[Start of Attachment]
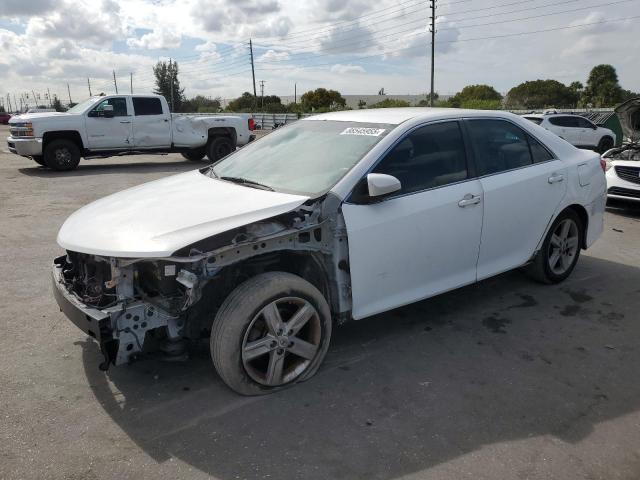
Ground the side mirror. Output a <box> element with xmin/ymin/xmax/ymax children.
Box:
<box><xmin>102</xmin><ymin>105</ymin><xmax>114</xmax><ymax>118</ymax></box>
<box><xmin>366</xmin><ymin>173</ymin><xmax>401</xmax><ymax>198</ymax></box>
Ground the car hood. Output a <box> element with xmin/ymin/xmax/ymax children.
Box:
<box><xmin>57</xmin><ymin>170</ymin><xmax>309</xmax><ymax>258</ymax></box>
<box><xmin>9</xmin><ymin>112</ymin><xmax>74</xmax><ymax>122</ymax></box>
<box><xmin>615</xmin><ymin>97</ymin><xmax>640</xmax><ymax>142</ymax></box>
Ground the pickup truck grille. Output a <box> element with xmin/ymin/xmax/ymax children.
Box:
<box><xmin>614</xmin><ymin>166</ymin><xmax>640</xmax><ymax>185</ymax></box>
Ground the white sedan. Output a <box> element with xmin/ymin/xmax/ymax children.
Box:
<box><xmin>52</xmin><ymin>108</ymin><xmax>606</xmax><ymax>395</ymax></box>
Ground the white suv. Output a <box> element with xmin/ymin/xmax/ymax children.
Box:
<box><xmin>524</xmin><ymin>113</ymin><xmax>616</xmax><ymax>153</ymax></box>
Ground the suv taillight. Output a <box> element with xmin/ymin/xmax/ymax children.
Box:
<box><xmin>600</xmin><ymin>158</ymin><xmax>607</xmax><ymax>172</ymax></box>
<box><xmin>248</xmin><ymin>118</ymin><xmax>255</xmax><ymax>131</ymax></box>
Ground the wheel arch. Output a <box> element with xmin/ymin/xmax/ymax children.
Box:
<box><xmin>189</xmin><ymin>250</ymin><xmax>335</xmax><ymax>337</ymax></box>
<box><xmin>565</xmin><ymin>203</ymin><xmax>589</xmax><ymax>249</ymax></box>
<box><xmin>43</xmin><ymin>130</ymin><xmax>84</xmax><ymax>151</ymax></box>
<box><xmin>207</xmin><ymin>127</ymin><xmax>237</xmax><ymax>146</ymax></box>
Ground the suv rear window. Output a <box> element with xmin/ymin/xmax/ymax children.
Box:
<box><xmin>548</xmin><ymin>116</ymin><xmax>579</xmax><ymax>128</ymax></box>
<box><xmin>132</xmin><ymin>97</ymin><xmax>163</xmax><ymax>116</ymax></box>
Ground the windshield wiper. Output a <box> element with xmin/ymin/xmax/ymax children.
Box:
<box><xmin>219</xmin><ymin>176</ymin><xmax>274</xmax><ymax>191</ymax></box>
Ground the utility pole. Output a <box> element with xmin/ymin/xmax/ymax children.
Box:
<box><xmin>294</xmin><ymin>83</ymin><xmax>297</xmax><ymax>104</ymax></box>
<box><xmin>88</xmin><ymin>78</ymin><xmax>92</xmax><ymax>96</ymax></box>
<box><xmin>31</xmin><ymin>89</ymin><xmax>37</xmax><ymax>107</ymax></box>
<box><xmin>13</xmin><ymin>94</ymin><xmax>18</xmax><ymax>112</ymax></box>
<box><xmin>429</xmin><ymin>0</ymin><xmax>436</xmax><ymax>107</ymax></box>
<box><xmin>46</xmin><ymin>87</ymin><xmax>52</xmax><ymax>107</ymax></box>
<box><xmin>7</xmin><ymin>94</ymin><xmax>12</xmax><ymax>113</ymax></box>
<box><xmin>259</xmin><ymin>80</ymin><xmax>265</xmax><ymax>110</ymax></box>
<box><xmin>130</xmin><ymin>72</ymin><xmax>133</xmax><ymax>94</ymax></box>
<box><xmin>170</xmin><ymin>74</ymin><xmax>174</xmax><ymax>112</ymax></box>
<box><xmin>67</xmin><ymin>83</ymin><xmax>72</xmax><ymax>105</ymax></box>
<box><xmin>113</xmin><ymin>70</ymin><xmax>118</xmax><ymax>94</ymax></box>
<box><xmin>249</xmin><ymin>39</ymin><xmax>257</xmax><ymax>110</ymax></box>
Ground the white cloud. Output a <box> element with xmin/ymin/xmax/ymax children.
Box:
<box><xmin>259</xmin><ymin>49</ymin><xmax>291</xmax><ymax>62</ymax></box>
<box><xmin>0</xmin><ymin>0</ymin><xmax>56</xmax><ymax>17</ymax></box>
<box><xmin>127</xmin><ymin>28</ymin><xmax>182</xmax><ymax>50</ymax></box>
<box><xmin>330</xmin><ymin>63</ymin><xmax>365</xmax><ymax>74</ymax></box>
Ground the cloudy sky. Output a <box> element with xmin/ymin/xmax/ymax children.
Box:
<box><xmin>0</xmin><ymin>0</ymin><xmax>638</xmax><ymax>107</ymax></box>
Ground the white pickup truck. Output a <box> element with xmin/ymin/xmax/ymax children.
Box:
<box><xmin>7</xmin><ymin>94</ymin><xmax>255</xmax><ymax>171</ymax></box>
[End of Attachment]
[Start of Attachment]
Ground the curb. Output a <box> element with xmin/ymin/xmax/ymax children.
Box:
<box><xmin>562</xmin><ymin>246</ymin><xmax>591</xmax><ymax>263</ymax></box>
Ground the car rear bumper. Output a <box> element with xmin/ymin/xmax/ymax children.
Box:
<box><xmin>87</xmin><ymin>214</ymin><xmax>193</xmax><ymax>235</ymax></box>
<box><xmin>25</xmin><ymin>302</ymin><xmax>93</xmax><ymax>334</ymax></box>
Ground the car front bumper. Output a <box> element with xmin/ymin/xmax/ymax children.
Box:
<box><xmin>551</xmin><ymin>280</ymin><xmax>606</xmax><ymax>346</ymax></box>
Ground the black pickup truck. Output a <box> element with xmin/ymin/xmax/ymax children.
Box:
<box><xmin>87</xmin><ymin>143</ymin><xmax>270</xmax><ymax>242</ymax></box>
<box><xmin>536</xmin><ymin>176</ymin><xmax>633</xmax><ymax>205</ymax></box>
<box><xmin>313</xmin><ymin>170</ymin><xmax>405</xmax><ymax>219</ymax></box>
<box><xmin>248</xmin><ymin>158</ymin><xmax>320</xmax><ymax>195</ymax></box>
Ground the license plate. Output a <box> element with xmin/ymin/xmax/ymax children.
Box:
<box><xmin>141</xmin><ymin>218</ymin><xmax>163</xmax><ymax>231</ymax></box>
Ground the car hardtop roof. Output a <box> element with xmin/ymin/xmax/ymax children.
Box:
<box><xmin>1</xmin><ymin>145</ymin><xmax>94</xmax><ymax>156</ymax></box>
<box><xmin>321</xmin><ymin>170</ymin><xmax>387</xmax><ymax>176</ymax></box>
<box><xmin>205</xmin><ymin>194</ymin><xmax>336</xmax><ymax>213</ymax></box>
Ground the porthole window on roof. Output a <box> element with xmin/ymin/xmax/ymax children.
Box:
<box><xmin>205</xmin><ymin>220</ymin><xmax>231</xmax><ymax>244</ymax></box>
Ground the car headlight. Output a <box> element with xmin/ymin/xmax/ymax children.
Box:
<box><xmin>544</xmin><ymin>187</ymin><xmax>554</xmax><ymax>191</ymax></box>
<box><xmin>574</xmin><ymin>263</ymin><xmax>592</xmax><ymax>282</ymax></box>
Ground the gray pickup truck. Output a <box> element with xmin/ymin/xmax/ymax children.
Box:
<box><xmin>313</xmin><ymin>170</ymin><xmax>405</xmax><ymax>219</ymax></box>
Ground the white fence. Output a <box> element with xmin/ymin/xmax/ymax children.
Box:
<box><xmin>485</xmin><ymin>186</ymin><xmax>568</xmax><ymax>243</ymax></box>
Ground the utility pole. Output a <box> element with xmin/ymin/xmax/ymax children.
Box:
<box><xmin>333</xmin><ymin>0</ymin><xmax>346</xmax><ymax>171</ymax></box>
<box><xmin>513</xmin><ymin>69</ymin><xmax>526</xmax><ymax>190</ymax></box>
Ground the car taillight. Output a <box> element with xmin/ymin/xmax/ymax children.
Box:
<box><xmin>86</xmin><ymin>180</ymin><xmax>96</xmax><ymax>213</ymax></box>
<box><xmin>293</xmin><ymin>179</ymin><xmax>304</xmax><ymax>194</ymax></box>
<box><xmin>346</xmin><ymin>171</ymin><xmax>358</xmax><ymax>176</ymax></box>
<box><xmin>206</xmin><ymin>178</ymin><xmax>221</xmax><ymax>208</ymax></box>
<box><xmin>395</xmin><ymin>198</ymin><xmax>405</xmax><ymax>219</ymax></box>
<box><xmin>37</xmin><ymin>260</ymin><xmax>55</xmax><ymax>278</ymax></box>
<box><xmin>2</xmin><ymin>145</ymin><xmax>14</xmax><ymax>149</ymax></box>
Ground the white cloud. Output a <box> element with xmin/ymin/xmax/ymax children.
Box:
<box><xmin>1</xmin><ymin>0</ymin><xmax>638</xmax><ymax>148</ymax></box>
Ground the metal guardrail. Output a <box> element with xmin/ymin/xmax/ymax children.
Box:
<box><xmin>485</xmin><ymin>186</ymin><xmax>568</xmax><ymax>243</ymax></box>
[End of Attachment]
* [PROMPT]: Throughout the data above, find each line that includes the string "window"; state only how many there are.

* [ANSWER SPACE]: 2